## EXERCISE OBJECTIVE
Search the records for "below". Copy every line where it appears.

## EXCERPTED RECORDS
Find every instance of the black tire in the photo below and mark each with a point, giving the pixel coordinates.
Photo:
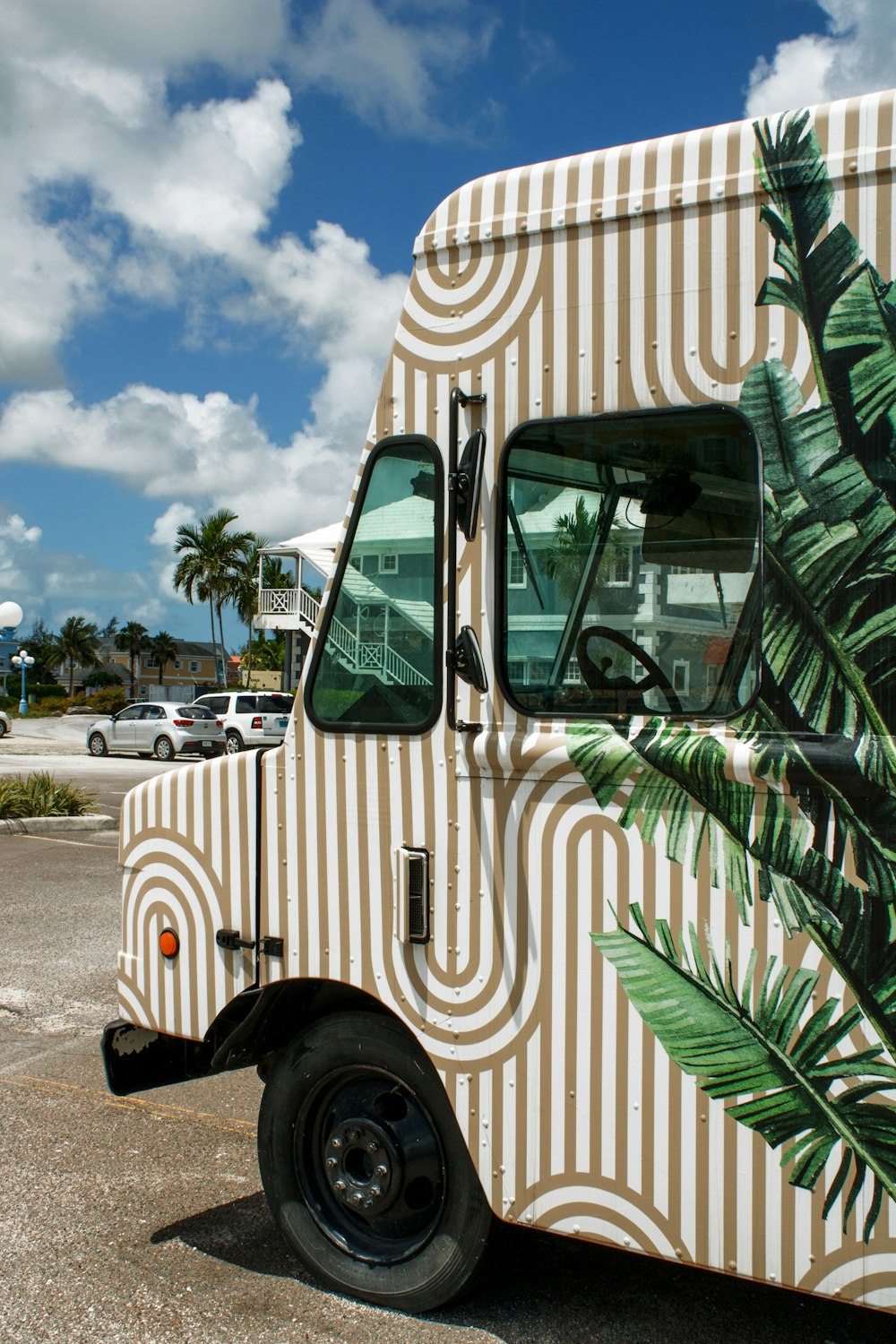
(365, 1167)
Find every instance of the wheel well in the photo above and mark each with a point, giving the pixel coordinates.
(257, 1026)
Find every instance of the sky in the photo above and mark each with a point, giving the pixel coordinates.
(207, 210)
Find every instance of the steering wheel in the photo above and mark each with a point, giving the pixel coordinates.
(626, 694)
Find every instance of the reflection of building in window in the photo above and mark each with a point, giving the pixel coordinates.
(516, 569)
(619, 570)
(645, 531)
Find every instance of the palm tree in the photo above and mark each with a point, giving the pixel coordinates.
(210, 556)
(164, 650)
(132, 639)
(245, 597)
(78, 642)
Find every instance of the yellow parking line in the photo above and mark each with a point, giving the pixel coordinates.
(159, 1110)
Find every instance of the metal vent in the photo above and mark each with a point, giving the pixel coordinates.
(413, 895)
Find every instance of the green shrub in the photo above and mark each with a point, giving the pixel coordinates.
(42, 796)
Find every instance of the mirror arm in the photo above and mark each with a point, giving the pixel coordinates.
(455, 400)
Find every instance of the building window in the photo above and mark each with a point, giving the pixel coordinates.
(516, 569)
(619, 567)
(595, 502)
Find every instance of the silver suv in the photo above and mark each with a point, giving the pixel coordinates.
(158, 728)
(250, 718)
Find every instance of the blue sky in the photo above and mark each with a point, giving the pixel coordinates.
(207, 211)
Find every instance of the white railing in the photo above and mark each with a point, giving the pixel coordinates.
(289, 602)
(374, 656)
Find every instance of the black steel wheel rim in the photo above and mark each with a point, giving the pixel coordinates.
(371, 1166)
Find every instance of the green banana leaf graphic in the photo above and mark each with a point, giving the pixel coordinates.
(820, 731)
(737, 1047)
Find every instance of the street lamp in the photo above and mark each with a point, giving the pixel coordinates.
(23, 660)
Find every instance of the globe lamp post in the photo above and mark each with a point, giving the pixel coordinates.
(23, 660)
(10, 618)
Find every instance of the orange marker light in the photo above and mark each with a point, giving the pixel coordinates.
(168, 943)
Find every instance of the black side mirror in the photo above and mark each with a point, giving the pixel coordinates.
(469, 483)
(468, 660)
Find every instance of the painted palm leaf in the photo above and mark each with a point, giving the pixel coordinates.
(683, 776)
(793, 171)
(806, 1097)
(863, 327)
(831, 564)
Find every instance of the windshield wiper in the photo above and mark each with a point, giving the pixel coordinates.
(586, 583)
(524, 551)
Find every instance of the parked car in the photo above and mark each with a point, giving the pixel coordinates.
(158, 728)
(250, 718)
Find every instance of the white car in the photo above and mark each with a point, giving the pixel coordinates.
(250, 718)
(158, 728)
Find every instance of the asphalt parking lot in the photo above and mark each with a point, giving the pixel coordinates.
(142, 1219)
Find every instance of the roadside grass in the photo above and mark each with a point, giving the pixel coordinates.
(40, 796)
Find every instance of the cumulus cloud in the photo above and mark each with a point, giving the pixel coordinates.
(390, 62)
(855, 54)
(195, 453)
(58, 585)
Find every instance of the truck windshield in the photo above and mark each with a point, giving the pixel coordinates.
(632, 546)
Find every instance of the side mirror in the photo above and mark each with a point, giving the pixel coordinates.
(468, 483)
(468, 660)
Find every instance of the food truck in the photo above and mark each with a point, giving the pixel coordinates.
(568, 898)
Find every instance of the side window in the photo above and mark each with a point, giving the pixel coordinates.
(378, 663)
(640, 540)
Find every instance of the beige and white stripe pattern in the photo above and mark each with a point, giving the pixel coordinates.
(611, 281)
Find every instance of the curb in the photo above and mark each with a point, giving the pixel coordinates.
(56, 825)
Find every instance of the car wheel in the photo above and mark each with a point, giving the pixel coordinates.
(365, 1167)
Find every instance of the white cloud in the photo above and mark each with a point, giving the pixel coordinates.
(856, 54)
(54, 585)
(196, 453)
(390, 64)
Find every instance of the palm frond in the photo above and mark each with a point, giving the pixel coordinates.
(805, 1096)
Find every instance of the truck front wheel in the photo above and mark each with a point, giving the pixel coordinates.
(365, 1167)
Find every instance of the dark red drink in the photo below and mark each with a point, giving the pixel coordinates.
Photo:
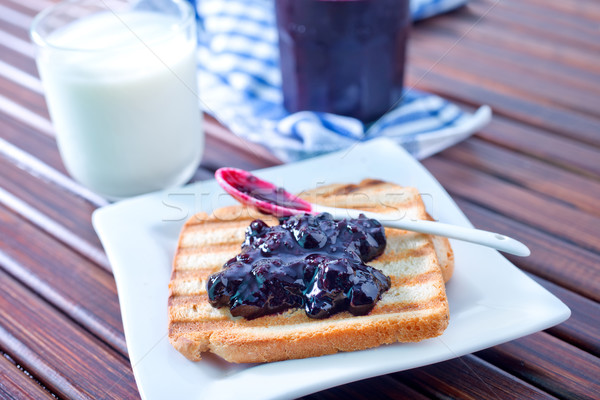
(342, 56)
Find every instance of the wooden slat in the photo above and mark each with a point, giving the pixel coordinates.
(16, 385)
(581, 329)
(67, 359)
(51, 208)
(517, 203)
(549, 363)
(455, 84)
(507, 74)
(468, 377)
(534, 175)
(551, 258)
(380, 388)
(64, 278)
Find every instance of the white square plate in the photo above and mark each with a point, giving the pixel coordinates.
(491, 301)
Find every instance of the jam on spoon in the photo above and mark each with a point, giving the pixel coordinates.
(268, 198)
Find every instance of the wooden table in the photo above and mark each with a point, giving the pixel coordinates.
(533, 173)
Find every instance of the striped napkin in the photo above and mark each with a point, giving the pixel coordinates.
(240, 85)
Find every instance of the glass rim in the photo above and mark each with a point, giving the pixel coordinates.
(187, 17)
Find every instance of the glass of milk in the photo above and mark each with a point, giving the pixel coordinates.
(120, 83)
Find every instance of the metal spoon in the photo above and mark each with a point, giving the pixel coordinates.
(266, 197)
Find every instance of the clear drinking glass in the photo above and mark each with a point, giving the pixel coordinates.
(121, 87)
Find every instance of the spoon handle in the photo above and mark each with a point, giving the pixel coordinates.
(472, 235)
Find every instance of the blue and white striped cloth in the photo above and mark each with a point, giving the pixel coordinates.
(240, 85)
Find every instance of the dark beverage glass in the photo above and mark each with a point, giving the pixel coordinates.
(342, 56)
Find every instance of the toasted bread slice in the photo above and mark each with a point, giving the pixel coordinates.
(413, 309)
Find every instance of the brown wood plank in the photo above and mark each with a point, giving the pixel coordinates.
(68, 360)
(11, 88)
(468, 377)
(549, 363)
(226, 149)
(16, 385)
(534, 175)
(456, 84)
(519, 204)
(72, 283)
(508, 74)
(380, 388)
(551, 258)
(542, 23)
(52, 209)
(521, 138)
(581, 329)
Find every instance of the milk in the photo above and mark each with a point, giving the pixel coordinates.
(122, 94)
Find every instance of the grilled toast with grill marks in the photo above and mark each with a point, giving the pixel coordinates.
(413, 309)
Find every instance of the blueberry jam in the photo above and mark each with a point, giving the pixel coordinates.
(307, 261)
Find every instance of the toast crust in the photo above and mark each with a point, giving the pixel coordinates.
(413, 309)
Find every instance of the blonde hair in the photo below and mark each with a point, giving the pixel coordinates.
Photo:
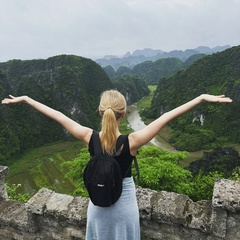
(112, 106)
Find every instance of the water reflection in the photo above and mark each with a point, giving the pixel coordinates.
(136, 123)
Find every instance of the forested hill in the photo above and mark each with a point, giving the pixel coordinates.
(68, 83)
(215, 74)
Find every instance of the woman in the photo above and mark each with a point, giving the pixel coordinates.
(121, 220)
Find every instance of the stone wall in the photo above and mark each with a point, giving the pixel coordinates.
(164, 215)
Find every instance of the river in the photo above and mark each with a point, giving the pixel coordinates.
(135, 122)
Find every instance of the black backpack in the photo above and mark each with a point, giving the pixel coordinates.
(102, 175)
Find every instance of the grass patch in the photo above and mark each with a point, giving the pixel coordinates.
(41, 167)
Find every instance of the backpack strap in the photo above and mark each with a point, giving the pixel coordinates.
(97, 147)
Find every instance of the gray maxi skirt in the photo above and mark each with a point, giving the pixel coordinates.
(117, 222)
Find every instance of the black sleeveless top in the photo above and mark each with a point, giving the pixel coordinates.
(124, 159)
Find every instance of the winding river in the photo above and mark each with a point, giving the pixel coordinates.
(136, 123)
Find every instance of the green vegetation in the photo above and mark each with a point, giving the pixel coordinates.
(42, 167)
(208, 125)
(70, 82)
(67, 83)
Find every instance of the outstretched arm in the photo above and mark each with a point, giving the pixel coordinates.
(74, 128)
(141, 137)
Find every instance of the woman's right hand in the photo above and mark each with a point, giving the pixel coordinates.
(13, 100)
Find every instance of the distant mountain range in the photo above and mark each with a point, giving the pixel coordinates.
(147, 54)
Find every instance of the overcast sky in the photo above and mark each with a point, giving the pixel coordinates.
(33, 29)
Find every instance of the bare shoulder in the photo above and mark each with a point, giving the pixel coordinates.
(132, 144)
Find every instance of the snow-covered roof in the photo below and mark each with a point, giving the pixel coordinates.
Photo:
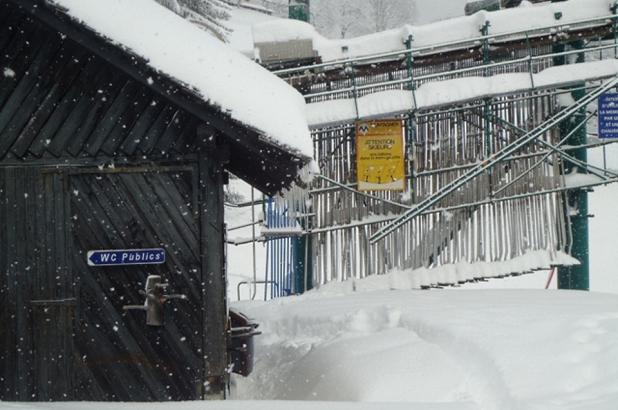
(502, 22)
(217, 74)
(454, 91)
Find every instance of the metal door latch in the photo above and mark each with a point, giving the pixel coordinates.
(155, 299)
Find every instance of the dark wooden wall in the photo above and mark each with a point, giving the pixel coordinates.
(74, 126)
(58, 100)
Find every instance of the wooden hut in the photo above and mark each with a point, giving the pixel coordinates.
(111, 193)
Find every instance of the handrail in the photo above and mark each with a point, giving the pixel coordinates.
(403, 52)
(452, 73)
(489, 163)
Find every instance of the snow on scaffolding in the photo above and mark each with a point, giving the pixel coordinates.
(455, 91)
(217, 74)
(502, 22)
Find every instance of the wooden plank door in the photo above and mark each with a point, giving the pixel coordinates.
(118, 356)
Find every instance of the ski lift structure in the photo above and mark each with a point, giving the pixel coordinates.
(490, 177)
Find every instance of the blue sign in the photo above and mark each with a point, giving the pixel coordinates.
(115, 257)
(608, 115)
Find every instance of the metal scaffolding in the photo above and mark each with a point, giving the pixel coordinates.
(486, 178)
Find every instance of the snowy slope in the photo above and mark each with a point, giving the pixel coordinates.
(241, 22)
(479, 349)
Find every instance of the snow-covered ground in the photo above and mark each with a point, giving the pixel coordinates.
(487, 349)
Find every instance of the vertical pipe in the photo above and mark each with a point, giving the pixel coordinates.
(576, 277)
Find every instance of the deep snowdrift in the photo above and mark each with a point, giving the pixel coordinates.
(475, 349)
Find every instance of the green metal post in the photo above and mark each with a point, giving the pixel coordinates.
(411, 120)
(303, 267)
(487, 111)
(299, 10)
(576, 277)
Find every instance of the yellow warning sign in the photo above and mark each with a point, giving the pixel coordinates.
(380, 164)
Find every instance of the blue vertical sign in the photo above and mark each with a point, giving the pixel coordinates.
(608, 115)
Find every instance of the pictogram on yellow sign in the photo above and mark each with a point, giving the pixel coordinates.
(380, 164)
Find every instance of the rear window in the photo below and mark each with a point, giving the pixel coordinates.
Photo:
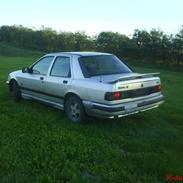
(102, 65)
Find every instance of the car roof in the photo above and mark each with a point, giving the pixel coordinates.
(77, 53)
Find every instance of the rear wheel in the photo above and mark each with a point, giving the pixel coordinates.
(16, 91)
(74, 109)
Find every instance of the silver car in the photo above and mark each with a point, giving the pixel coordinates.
(87, 84)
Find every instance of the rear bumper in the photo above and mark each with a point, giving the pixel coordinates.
(123, 109)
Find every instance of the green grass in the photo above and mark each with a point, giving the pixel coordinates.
(39, 144)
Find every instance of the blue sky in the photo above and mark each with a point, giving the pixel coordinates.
(94, 16)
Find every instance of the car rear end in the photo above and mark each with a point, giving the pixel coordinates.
(129, 95)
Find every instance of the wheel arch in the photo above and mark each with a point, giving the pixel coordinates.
(11, 82)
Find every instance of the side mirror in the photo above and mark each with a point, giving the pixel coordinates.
(26, 70)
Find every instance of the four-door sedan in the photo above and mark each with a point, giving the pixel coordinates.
(87, 83)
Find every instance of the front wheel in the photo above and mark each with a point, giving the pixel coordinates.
(74, 109)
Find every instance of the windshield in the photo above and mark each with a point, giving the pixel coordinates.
(102, 65)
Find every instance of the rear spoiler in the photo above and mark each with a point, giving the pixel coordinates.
(138, 76)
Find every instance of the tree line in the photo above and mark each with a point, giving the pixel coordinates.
(152, 46)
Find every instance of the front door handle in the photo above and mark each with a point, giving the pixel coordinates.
(65, 81)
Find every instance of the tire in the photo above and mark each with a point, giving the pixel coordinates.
(16, 91)
(74, 109)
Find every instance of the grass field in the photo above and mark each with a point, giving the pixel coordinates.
(39, 144)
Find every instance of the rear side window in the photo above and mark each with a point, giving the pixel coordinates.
(61, 67)
(42, 66)
(102, 65)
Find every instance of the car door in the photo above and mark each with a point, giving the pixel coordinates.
(59, 79)
(34, 83)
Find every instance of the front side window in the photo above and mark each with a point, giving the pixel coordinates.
(61, 67)
(42, 66)
(102, 65)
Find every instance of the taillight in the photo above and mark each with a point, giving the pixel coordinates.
(113, 96)
(157, 88)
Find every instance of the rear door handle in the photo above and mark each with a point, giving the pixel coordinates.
(65, 81)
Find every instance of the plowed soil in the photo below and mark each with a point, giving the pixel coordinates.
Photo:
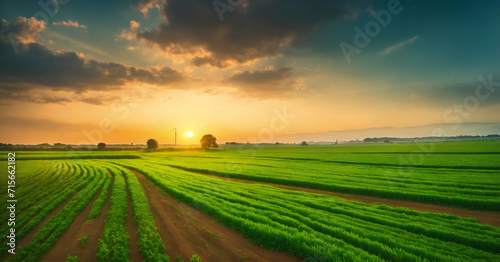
(186, 231)
(485, 217)
(67, 244)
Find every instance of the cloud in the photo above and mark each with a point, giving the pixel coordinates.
(254, 30)
(23, 30)
(130, 34)
(144, 5)
(269, 83)
(69, 23)
(77, 43)
(398, 46)
(36, 67)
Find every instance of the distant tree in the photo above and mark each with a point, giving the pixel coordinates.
(152, 144)
(101, 146)
(208, 141)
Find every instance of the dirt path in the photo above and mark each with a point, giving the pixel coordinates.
(68, 244)
(485, 217)
(135, 253)
(26, 239)
(186, 231)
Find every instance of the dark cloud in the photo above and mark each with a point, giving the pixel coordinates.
(23, 30)
(34, 66)
(271, 82)
(255, 29)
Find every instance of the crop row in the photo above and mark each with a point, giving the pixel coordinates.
(114, 242)
(482, 197)
(150, 242)
(47, 236)
(328, 228)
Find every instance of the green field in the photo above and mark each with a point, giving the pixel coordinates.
(54, 188)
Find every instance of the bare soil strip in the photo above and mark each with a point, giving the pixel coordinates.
(186, 231)
(135, 252)
(485, 217)
(26, 239)
(68, 244)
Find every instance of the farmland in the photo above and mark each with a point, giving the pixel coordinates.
(259, 202)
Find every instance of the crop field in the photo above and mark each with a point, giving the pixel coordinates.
(370, 202)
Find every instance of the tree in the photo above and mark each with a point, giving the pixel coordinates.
(152, 144)
(101, 146)
(208, 141)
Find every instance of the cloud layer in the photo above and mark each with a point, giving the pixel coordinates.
(270, 82)
(255, 29)
(27, 65)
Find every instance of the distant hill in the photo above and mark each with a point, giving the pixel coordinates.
(464, 129)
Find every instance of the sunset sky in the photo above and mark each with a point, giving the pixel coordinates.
(83, 72)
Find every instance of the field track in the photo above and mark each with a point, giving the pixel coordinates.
(183, 229)
(486, 217)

## OUTPUT
Find every instance of the black tire in the photo below and mark each with a point, giving the pixel coordinates.
Find every instance of the dark red drink in the photo below and mark each with a point, giving the pixel coordinates.
Find every instance of the blonde hair in the photo below and mark each with a point, giving the pixel coordinates.
Find every instance of the snow-covered roof in the photo below and mark each with a point, giving the pixel coordinates.
Find every instance of the rear window in the photo below and mark each with a point, giving the pixel coordinates.
Find every instance of the plowed soil in the photo below and mark each with a point, giving the pixel coordinates.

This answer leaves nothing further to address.